**** Source data ****

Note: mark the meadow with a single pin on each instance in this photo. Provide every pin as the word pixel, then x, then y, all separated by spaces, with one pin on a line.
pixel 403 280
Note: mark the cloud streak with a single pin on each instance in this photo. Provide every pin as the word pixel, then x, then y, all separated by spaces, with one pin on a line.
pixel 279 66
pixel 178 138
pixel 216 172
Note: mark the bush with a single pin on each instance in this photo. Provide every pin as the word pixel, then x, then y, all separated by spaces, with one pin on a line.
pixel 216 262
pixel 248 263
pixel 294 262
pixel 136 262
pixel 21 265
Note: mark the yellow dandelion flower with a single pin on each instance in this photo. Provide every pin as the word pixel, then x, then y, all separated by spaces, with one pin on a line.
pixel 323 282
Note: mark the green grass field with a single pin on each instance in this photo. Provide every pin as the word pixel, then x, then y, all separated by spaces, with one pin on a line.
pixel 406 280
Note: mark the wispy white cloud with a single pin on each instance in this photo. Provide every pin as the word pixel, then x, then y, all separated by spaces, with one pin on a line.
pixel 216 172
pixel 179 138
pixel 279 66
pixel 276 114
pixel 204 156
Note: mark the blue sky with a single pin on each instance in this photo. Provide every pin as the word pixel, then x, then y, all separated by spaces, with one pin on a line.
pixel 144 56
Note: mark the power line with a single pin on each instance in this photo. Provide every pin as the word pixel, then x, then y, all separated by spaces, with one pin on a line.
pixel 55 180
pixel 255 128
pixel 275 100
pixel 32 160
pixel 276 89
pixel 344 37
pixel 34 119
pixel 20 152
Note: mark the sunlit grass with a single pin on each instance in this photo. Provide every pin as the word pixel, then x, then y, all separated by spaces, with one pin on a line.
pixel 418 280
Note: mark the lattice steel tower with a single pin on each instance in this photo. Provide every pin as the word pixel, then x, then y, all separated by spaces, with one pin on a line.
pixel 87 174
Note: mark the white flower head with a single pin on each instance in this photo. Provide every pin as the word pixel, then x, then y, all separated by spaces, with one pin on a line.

****

[Exercise task] Replace "pin" with "marker" everywhere in the listing above, and write the listing out again with nothing else changed.

[Expected answer]
Note: mark the meadow with a single marker on each instance in this photo. Provide every marker as the word pixel, then x, then y, all separated by spaces, with one marker on a line.
pixel 403 280
Note: mark the cloud streak with a single marker on each instance in this photo. Provide every marker as the word pixel, then x, then y, all separated by spaces, with one marker on a line.
pixel 279 66
pixel 178 138
pixel 216 172
Note: mark the bush with a single marker on each instance in this photo. Provide every marker as the word pixel, then x, then y, all separated by spaces, with one marker on a line.
pixel 216 262
pixel 248 263
pixel 294 262
pixel 136 262
pixel 21 265
Note: mark the yellow dandelion flower with a single marker on each instance in this photo. Provide every marker as the word pixel, then x, then y, all separated by spaces, with one marker on a line.
pixel 323 282
Note: mark the green grass field with a single marker on each instance in this photo. Provide every marker as the word pixel, then x, then y, all separated by spaces, with one marker on a line.
pixel 406 280
Note: mark the wispy white cloud with a single marker on each instance in this photo. Provide every marker as the word pixel, then x, then y, all separated by spaces, with one marker on a line.
pixel 216 172
pixel 179 138
pixel 279 66
pixel 276 114
pixel 204 156
Note: mark the blue sky with a single marker on each instance in this photo. Provide every marker as the word pixel, then x, then y, all separated by spaces, with one marker on a line.
pixel 144 56
Note: mark the power line with a single marker on each instance in this photo. Provide every marker as the word pixel, then x, then y, all separated by spaces, with one marker on a line.
pixel 55 180
pixel 255 128
pixel 275 100
pixel 32 160
pixel 276 89
pixel 344 37
pixel 34 119
pixel 20 152
Note: mark the sunlit grass with a single marker on each instance in this photo. Provide every marker as the word pixel, then x, then y, all separated by spaces, with one marker on a line.
pixel 418 280
Note: mark the lattice steel tower with a single marker on each instance in this photo. Provide every marker as the word pixel, then x, then y, all separated by spaces, with one marker on a line.
pixel 87 174
Note: mark the white flower head with a single marker on each instance in this photo. Provide every marker as the word pixel, then x, then y, all separated by spaces, with one marker on a line.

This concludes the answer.